Written exercise: Write out the lines below word for word, leaving out any pictures.

Records for the task:
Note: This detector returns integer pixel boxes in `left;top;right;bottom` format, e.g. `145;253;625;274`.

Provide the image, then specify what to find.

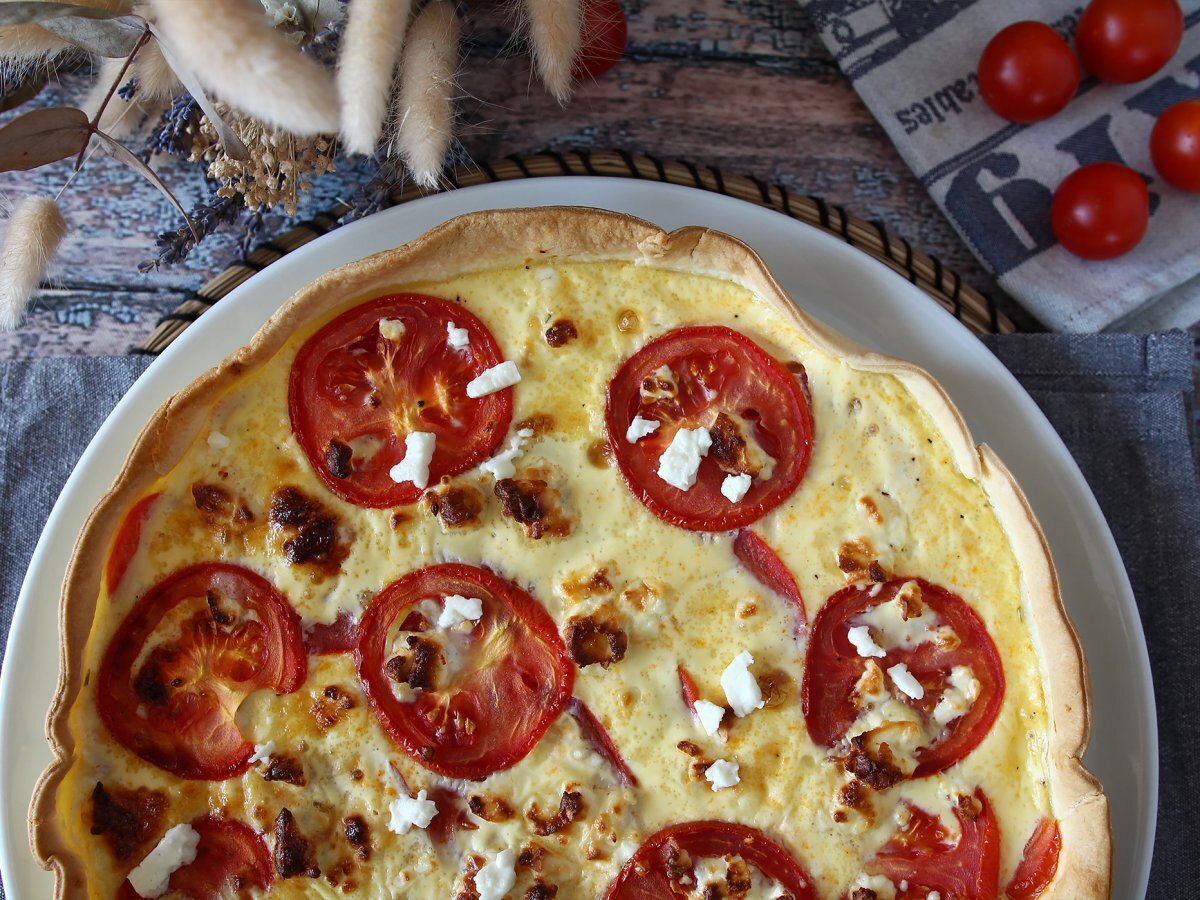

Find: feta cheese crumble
695;700;725;737
888;662;925;700
128;824;200;898
625;415;662;444
467;360;521;400
475;850;517;900
721;472;754;503
388;431;438;490
659;428;713;491
388;791;438;834
721;650;766;718
446;322;470;350
704;760;742;791
438;594;484;628
846;625;888;659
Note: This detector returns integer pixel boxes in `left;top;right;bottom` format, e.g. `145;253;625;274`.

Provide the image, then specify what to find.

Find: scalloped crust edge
29;206;1112;899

Written response:
Note: This detector returns integer pixel boxes in `left;top;right;bottom` format, e.g. `145;253;625;274`.

Provide the image, then specify what to find.


Find: feta cheese crumble
695;700;725;737
888;662;925;700
128;824;200;898
625;415;662;444
467;360;521;400
475;850;517;900
721;472;754;503
388;431;438;490
659;428;713;491
388;791;438;834
721;650;766;718
446;322;470;350
704;760;742;791
438;594;484;628
846;625;888;659
Note: This detector returns integer pixel boxes in `left;top;right;bottom` format, e.g. `145;253;625;274`.

Provide the image, then specify what to find.

Find: scalloped crust edge
29;206;1112;899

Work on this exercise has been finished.